* [ACTION ITEM]: Two lines mark the range in the entries below: the one holding "of the spectator" and the one holding "of the yellow". Set down those two and all lines between them, exactly.

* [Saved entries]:
**********

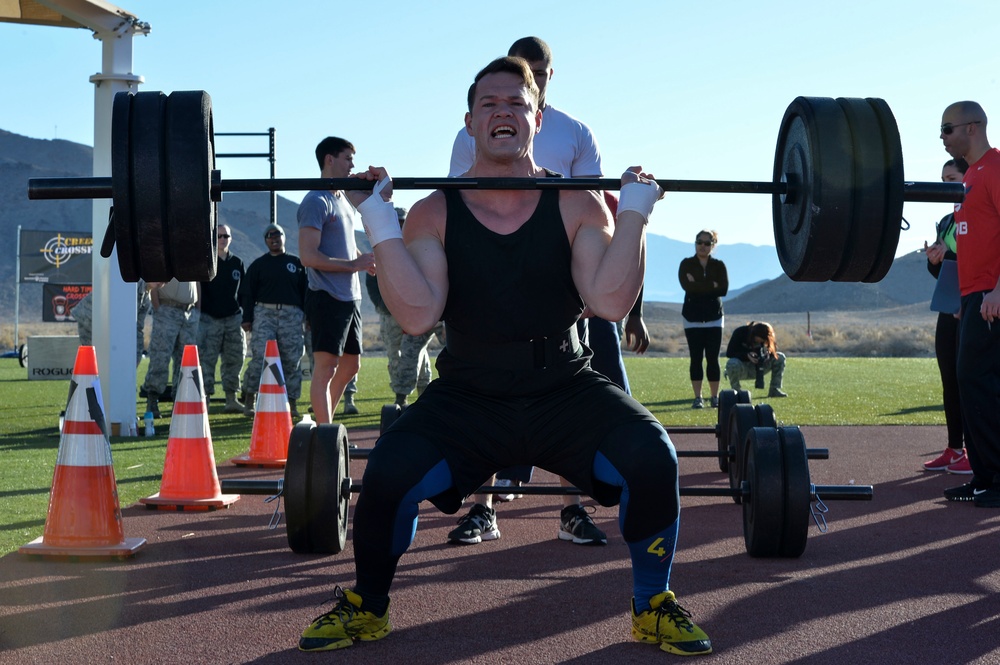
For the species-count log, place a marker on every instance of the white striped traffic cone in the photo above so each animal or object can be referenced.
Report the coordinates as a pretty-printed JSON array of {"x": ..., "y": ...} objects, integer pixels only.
[
  {"x": 84, "y": 518},
  {"x": 190, "y": 480},
  {"x": 272, "y": 420}
]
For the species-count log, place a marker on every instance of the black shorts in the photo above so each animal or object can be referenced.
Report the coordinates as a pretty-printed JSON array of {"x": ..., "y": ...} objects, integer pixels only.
[
  {"x": 335, "y": 325},
  {"x": 559, "y": 431}
]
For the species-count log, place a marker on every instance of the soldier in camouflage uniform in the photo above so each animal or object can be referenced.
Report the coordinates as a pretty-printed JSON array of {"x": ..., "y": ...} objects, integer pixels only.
[
  {"x": 175, "y": 325},
  {"x": 83, "y": 313},
  {"x": 273, "y": 293},
  {"x": 220, "y": 331}
]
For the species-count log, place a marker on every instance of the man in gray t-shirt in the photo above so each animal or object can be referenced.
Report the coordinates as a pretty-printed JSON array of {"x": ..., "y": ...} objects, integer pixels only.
[{"x": 333, "y": 299}]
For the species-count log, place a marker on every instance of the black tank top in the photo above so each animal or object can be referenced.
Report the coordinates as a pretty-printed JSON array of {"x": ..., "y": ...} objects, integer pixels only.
[{"x": 509, "y": 288}]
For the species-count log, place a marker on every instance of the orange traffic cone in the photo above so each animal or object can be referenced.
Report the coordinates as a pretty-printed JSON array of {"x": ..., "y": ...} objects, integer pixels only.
[
  {"x": 272, "y": 421},
  {"x": 84, "y": 518},
  {"x": 190, "y": 481}
]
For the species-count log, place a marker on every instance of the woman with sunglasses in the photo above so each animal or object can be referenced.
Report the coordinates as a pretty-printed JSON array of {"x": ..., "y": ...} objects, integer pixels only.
[{"x": 705, "y": 282}]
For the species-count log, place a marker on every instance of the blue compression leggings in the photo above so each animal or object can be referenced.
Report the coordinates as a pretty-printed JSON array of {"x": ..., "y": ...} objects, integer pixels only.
[{"x": 652, "y": 556}]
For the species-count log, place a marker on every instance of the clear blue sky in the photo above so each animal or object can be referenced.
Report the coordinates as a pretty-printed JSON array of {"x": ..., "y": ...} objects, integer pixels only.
[{"x": 688, "y": 89}]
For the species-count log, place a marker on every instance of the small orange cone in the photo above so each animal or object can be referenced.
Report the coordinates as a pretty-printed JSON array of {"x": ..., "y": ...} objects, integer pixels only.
[
  {"x": 190, "y": 481},
  {"x": 84, "y": 518},
  {"x": 272, "y": 421}
]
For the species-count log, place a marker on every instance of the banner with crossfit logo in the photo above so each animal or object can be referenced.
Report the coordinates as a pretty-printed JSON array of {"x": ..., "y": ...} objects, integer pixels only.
[{"x": 56, "y": 257}]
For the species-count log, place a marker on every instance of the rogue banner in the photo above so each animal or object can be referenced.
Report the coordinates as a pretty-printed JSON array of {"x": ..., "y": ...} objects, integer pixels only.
[{"x": 55, "y": 257}]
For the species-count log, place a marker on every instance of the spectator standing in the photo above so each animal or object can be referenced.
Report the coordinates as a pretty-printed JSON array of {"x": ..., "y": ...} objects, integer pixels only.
[
  {"x": 705, "y": 282},
  {"x": 333, "y": 299},
  {"x": 977, "y": 238},
  {"x": 220, "y": 331},
  {"x": 175, "y": 325},
  {"x": 941, "y": 257},
  {"x": 273, "y": 292}
]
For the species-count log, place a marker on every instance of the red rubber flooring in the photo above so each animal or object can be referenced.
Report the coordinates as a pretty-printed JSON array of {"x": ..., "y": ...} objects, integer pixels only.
[{"x": 906, "y": 578}]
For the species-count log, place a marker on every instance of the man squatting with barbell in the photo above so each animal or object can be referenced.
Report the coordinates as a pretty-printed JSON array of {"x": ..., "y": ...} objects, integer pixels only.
[{"x": 515, "y": 383}]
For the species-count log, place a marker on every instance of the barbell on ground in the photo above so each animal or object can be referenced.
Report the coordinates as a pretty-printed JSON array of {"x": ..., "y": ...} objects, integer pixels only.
[
  {"x": 776, "y": 492},
  {"x": 837, "y": 188}
]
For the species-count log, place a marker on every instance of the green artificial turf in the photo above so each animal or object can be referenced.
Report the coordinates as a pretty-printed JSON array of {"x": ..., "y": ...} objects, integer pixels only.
[{"x": 822, "y": 391}]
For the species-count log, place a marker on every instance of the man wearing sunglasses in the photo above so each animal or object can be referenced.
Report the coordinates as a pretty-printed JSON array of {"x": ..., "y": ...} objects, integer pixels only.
[
  {"x": 273, "y": 294},
  {"x": 977, "y": 236}
]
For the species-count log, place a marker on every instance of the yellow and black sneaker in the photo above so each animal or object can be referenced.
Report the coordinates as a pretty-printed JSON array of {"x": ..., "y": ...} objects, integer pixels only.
[
  {"x": 669, "y": 625},
  {"x": 344, "y": 624}
]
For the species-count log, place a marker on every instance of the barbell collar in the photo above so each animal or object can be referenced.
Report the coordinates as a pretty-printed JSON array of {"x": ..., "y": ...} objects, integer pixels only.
[{"x": 842, "y": 492}]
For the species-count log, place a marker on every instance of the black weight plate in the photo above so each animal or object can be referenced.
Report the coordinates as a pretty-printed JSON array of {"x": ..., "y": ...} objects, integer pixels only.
[
  {"x": 893, "y": 165},
  {"x": 798, "y": 494},
  {"x": 390, "y": 413},
  {"x": 296, "y": 486},
  {"x": 868, "y": 216},
  {"x": 121, "y": 187},
  {"x": 742, "y": 418},
  {"x": 328, "y": 506},
  {"x": 148, "y": 177},
  {"x": 727, "y": 398},
  {"x": 763, "y": 511},
  {"x": 765, "y": 415},
  {"x": 814, "y": 155},
  {"x": 190, "y": 159}
]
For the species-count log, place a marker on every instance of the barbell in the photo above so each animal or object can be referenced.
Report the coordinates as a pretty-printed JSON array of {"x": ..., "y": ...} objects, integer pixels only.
[
  {"x": 837, "y": 188},
  {"x": 776, "y": 491},
  {"x": 726, "y": 451}
]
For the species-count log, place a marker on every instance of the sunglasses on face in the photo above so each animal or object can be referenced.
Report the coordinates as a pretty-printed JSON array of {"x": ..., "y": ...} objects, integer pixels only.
[{"x": 948, "y": 128}]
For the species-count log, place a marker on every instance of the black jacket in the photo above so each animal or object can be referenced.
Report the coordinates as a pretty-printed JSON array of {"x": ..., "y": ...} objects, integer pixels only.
[{"x": 703, "y": 296}]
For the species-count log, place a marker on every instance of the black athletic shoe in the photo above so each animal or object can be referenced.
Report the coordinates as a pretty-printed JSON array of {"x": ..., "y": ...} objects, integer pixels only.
[
  {"x": 964, "y": 492},
  {"x": 478, "y": 525},
  {"x": 575, "y": 524}
]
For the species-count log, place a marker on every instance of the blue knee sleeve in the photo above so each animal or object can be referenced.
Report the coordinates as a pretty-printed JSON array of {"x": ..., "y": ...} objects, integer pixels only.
[
  {"x": 652, "y": 557},
  {"x": 437, "y": 480}
]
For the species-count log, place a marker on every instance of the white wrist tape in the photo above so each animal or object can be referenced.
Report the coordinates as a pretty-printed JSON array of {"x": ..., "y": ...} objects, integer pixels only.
[
  {"x": 638, "y": 197},
  {"x": 379, "y": 217}
]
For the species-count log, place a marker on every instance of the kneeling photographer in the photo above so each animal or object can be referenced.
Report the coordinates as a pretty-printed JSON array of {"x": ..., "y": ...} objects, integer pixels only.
[{"x": 752, "y": 353}]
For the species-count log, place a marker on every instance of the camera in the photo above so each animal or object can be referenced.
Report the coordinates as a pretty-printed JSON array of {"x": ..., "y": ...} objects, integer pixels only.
[{"x": 761, "y": 353}]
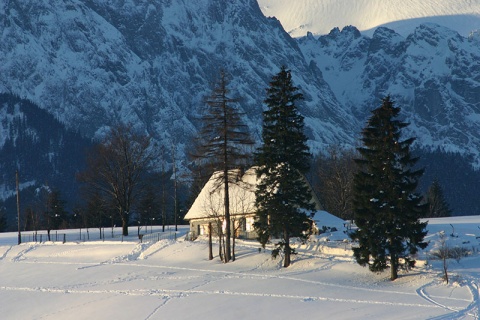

**********

* [RESPONSE AREA]:
For the species-count log, place a marker on every instance of the spectator standing in the photo above so each animal or object can be referenced.
Report the coordinates as a pretty-printed JSON array of {"x": ..., "y": ...} objects, integer pixels only.
[
  {"x": 705, "y": 282},
  {"x": 333, "y": 299},
  {"x": 977, "y": 238},
  {"x": 220, "y": 331},
  {"x": 175, "y": 325},
  {"x": 941, "y": 257},
  {"x": 273, "y": 292}
]
For the species-count log, place a marker on every instance of the red rubber flooring in the photo above so each animal or object can be referenced.
Report the coordinates as a pretty-printed JSON array of {"x": ..., "y": ...} objects, integer pixels only.
[{"x": 906, "y": 578}]
For the species-count log, place a marker on every instance of the man squatting with barbell in the photo above so each animal or object can be referenced.
Report the coordinates as a pretty-printed JSON array of {"x": ..., "y": ...} objects, integer pixels only.
[{"x": 515, "y": 383}]
For the species-count log, place a marker on every instance of the barbell on ground in the photo above so each animal or object can be referenced.
Report the coordinates as a pretty-printed JSON array of {"x": ..., "y": ...} objects, integer pixels only.
[
  {"x": 776, "y": 492},
  {"x": 837, "y": 188}
]
For the species-count log, place a marker on every instance of the green artificial turf in the photo above so each animal or object can be referenced.
Report the coordinates as a pretty-printed JSON array of {"x": ..., "y": ...} objects, integer pixels only.
[{"x": 822, "y": 391}]
For the species-count log, place a marker on every instance of the man wearing sunglasses in the photo above so each animal or object can be referenced.
Report the coordinates as a pretty-printed JSON array of {"x": ..., "y": ...} objects, integer pixels only.
[
  {"x": 273, "y": 294},
  {"x": 977, "y": 236}
]
For the species-count log, place a marker on every instance of the yellow and black sneaker in the photo above so each animal or object can be referenced.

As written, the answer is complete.